--- start of Quoted text ---

Illegal spying: not just for the NSA anymore

The Republican move to kill any investigation into the executive branch's illegal wiretapping might be a bigger victory for the White House than we thought. The NY Times reports today that the FBI has also been breaking the law in their surveillance efforts over the last several years. Thanks a million, GOP. The president couldn't keep breaking the law without your generous support. You've earned a coveted Knuckle Sandwich, which should either be referred to as a 'Knuckie' or a 'Sandie.' I'm not sure which, since I just made it up.

The Federal Bureau of Investigation found apparent violations of its own wiretapping and other intelligence-gathering procedures more than 100 times in the last two years, and problems appear to have grown more frequent in some crucial respects, a Justice Department report released Wednesday said.

While some of these instances were considered technical glitches, the report, from the department's inspector general, characterized others as "significant," including wiretaps that were much broader in scope than approved by a court and others that were allowed to continue for weeks or sometimes months longer than was authorized.

In one instance, the F.B.I. received the full content of 181 telephone calls as part of an intelligence investigation, instead of merely the billing and toll records as authorized, the report found. In a handful of cases, it said, the bureau conducted physical searches that had not been properly authorized.

The inspector general's findings come at a time of fierce Congressional debate over the program of wiretapping without warrants that the National Security Agency has conducted. That program, approved by President Bush, is separate from the F.B.I. wiretaps reviewed in the report, and the inspector general's office concluded that it did not have the jurisdiction to review the legality or operations of the N.S.A. effort.

--- end of Quoted text ---
--- start of Record excerpts ---

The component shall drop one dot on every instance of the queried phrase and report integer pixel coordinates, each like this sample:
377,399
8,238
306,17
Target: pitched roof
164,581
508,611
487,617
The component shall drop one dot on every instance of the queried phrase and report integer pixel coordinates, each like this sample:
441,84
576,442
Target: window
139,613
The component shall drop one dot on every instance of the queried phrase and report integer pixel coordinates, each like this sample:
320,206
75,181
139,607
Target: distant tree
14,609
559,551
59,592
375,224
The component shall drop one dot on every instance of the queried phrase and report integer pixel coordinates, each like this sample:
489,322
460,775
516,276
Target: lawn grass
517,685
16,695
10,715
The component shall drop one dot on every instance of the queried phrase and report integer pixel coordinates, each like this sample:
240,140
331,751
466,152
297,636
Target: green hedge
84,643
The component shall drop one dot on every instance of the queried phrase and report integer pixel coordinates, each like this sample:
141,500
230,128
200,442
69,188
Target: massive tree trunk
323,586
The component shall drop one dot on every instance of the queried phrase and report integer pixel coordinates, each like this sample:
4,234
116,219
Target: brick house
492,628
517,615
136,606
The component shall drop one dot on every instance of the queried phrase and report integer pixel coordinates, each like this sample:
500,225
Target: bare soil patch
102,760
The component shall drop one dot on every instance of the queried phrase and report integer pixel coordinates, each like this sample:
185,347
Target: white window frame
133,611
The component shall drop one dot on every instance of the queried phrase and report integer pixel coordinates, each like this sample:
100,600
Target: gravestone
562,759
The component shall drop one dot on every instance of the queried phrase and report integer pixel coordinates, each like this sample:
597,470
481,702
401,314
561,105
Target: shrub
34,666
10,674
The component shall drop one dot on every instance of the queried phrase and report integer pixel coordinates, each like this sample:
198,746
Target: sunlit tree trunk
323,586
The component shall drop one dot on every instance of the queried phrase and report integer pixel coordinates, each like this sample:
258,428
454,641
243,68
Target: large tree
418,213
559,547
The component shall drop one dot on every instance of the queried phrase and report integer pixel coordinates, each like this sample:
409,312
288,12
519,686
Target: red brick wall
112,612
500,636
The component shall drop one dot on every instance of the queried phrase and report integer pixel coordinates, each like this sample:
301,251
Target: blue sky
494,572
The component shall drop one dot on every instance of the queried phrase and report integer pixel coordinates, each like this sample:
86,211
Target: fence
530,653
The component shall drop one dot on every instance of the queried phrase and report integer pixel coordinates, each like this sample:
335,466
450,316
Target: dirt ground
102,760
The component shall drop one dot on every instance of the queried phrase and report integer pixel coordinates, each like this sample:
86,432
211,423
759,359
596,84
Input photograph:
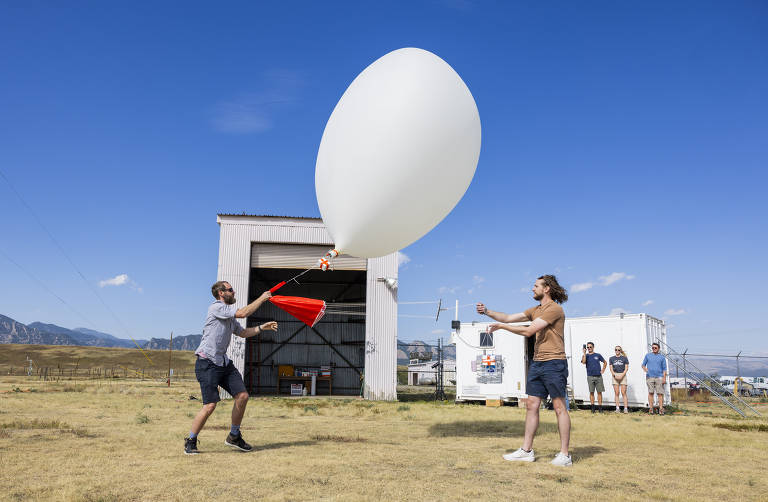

--- end of Record excerpts ---

### Exercise requirements
1. Rewrite the wiretapping passage starting with "In one instance, the" and going on through "the N.S.A. effort.", changing "inspector general" to "internal auditor".
2. Pull out every line of the rows that contains the word "window".
The wiretapping passage and the rows have no connection to each other.

### Solutions by task
1.
In one instance, the F.B.I. received the full content of 181 telephone calls as part of an intelligence investigation, instead of merely the billing and toll records as authorized, the report found. In a handful of cases, it said, the bureau conducted physical searches that had not been properly authorized.

The internal auditor's findings come at a time of fierce Congressional debate over the program of wiretapping without warrants that the National Security Agency has conducted. That program, approved by President Bush, is separate from the F.B.I. wiretaps reviewed in the report, and the internal auditor's office concluded that it did not have the jurisdiction to review the legality or operations of the N.S.A. effort.

2.
Target: window
Target: white window frame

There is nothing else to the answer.